▸ **ACTION ITEM**:
Write the entries below out again without a single difference.

(Records contained in a dataset)
BEGIN
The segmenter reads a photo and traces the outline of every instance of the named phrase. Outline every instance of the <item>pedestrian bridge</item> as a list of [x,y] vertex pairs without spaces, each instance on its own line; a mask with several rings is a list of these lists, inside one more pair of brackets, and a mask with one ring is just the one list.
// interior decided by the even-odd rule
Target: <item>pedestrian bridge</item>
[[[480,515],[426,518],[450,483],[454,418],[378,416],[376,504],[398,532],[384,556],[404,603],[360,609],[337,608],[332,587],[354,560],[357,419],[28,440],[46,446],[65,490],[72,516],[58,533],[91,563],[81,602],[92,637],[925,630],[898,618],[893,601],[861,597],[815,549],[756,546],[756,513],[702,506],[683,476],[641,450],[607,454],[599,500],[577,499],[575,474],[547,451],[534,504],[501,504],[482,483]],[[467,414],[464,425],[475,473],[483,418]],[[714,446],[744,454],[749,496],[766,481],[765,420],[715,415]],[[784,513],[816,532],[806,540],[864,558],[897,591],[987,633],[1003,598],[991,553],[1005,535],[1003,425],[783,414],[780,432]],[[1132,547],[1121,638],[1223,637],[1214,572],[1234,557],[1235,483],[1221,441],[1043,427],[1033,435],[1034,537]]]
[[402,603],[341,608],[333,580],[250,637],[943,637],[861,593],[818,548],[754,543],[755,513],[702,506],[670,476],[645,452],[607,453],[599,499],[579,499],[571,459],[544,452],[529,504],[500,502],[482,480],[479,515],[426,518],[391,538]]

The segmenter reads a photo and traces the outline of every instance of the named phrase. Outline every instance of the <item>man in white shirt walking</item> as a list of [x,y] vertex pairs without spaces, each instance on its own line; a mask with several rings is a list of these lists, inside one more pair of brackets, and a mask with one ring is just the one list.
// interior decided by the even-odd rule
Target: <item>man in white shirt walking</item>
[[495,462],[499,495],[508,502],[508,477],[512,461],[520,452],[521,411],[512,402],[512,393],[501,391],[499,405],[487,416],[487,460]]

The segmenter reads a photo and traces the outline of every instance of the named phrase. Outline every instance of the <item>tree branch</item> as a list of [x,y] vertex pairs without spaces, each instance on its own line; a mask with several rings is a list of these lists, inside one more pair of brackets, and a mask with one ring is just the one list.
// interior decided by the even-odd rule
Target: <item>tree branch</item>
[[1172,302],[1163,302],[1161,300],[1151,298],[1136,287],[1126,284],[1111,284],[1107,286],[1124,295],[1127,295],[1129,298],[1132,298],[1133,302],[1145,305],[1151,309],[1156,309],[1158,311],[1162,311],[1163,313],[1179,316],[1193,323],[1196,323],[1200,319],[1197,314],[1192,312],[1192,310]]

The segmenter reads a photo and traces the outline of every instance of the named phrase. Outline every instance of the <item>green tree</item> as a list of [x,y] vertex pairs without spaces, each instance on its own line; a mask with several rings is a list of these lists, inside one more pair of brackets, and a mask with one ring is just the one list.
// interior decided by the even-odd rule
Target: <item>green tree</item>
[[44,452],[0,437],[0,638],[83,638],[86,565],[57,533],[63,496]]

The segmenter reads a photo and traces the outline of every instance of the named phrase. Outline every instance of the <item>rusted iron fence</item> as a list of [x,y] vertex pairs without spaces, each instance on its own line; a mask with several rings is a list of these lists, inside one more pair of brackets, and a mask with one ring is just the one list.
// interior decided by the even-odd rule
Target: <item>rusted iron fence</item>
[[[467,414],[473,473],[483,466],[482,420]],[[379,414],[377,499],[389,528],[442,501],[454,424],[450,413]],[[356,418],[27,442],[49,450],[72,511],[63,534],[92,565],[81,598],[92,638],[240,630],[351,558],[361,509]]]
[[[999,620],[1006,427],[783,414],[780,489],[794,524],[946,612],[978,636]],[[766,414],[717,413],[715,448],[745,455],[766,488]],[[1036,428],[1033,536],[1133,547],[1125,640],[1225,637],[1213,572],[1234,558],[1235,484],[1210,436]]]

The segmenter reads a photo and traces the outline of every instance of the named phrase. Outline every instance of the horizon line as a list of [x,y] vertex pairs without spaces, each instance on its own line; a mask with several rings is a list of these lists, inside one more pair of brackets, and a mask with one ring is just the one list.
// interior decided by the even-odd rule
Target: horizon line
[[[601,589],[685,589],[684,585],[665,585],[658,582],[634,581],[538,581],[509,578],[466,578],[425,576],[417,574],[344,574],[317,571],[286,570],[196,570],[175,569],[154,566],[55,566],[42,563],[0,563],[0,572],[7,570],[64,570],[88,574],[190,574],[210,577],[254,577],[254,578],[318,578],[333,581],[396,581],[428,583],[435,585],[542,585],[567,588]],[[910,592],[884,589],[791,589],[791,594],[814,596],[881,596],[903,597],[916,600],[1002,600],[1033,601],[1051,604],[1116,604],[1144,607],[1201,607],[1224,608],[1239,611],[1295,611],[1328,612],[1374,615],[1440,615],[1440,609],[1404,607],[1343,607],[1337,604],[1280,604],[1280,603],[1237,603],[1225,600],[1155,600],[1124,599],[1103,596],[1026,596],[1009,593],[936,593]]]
END
▸ **ANSWER TO THIS TASK**:
The segmenter reads a photo and traces the outline of every instance of the named phrase. Outline every instance of the <item>pedestrian bridge</item> as a list of [x,y] vertex pairs without spaces, each instance on its own line; a mask with several rings is a list of these lists, inside one more pair of brackets, and a mask with one ring is just the one list.
// interior decided by the even-odd rule
Target: <item>pedestrian bridge</item>
[[[480,515],[426,518],[450,483],[454,418],[378,416],[376,504],[398,532],[384,556],[404,603],[360,609],[337,608],[332,587],[354,560],[357,419],[28,440],[46,446],[65,490],[72,516],[58,533],[91,563],[81,602],[92,637],[925,630],[898,618],[893,601],[861,597],[815,549],[756,546],[756,513],[702,506],[683,476],[641,450],[607,454],[599,500],[577,499],[575,474],[547,451],[534,504],[501,504],[482,483]],[[467,414],[464,425],[475,473],[483,418]],[[714,446],[744,454],[749,496],[766,481],[765,420],[715,415]],[[784,513],[816,532],[806,540],[864,558],[897,591],[987,633],[1003,598],[991,553],[1005,535],[1003,425],[783,414],[780,432]],[[1132,547],[1121,638],[1223,637],[1214,572],[1234,557],[1235,483],[1221,441],[1043,427],[1033,435],[1034,537]]]
[[402,603],[341,608],[333,580],[250,637],[943,637],[861,593],[818,548],[754,543],[755,513],[702,506],[670,476],[645,452],[607,453],[599,499],[579,499],[571,459],[544,452],[529,504],[500,502],[482,480],[479,515],[426,518],[391,538]]

The segmenter reads a photo and traces the outline of every instance of the named phrase. Outline every instance of the <item>man in white shirt walking</item> as a list of [x,y] vertex pairs without spaces, each instance on its own line; a mask with several rings is a list of these lists, inside one more pair of brackets, and a mask with one ring is just the one list.
// interior decided by the even-odd rule
Target: <item>man in white shirt walking</item>
[[495,462],[499,495],[508,502],[508,477],[512,461],[520,452],[521,411],[512,402],[512,393],[501,391],[499,405],[487,416],[487,460]]

The segmenter reads a photo and traces the outline of every instance of the named phrase. Outline every instance of the <item>tree branch</item> as a list of [x,y] vertex pairs without spaces, each instance on its own line; a mask with several rings is a list of these lists, inside one more pair of brackets, and a mask with one ring is just the one list.
// interior decided by the even-odd rule
Target: <item>tree branch</item>
[[1172,302],[1163,302],[1161,300],[1151,298],[1136,287],[1126,284],[1111,284],[1107,286],[1124,295],[1127,295],[1129,298],[1132,298],[1133,302],[1145,305],[1151,309],[1156,309],[1158,311],[1162,311],[1163,313],[1179,316],[1193,323],[1196,323],[1200,319],[1197,314],[1192,312],[1192,310]]

The segmenter reads a photo and traces the outline of every instance of the named phrase. Outline every instance of the <item>green tree</item> as a list of [x,y] vertex pairs without spaces, each instance on its own line; a mask with several rings is a list of these lists, inside one more pair of brackets, and a mask with one ring is just the one list.
// interior decided by the even-odd rule
Target: <item>green tree</item>
[[44,452],[0,437],[0,638],[83,638],[86,565],[57,533],[63,496]]

The segmenter reads a photo and traces the outline of every instance of the named phrase. Outline every instance of the <item>rusted iron fence</item> as a list of [x,y] vertex pairs without spaces, each instance on its own line; a mask with several rings is a list of these lists, inside one more pair of brackets, and a mask with one ring is just the one list.
// interior decided by the even-odd rule
Target: <item>rusted iron fence</item>
[[[467,414],[473,473],[483,466],[482,420]],[[379,414],[377,499],[389,528],[442,501],[454,424],[450,413]],[[356,418],[27,442],[49,450],[72,511],[63,534],[92,565],[81,598],[92,638],[240,630],[351,558],[361,509]]]
[[[999,620],[1006,427],[783,414],[780,489],[794,524],[946,612],[978,636]],[[766,414],[717,413],[715,448],[745,455],[766,488]],[[1036,428],[1033,536],[1133,547],[1125,640],[1225,637],[1213,572],[1234,558],[1235,484],[1210,436]]]

The segmenter reads a photo and traces the outline of every instance of the named phrase. Outline every instance of the horizon line as a list of [x,y] vertex pairs without spaces, each instance on its own line; a mask with several rings is a list of these lists, inside one more pair of brackets, and a mask with one ring is just the one list.
// interior decided by the even-odd rule
Target: horizon line
[[[601,589],[685,589],[684,585],[665,585],[658,582],[634,581],[538,581],[509,578],[466,578],[425,576],[417,574],[344,574],[317,571],[286,570],[196,570],[175,569],[154,566],[55,566],[42,563],[0,563],[0,572],[7,570],[64,570],[88,574],[190,574],[210,577],[254,577],[254,578],[318,578],[333,581],[396,581],[428,583],[435,585],[542,585],[567,588]],[[910,592],[884,589],[791,589],[791,594],[814,596],[881,596],[903,597],[916,600],[1002,600],[1033,601],[1051,604],[1116,604],[1144,607],[1201,607],[1224,608],[1239,611],[1295,611],[1328,612],[1374,615],[1440,615],[1440,609],[1404,607],[1343,607],[1337,604],[1280,604],[1280,603],[1237,603],[1225,600],[1155,600],[1124,599],[1103,596],[1026,596],[1009,593],[936,593]]]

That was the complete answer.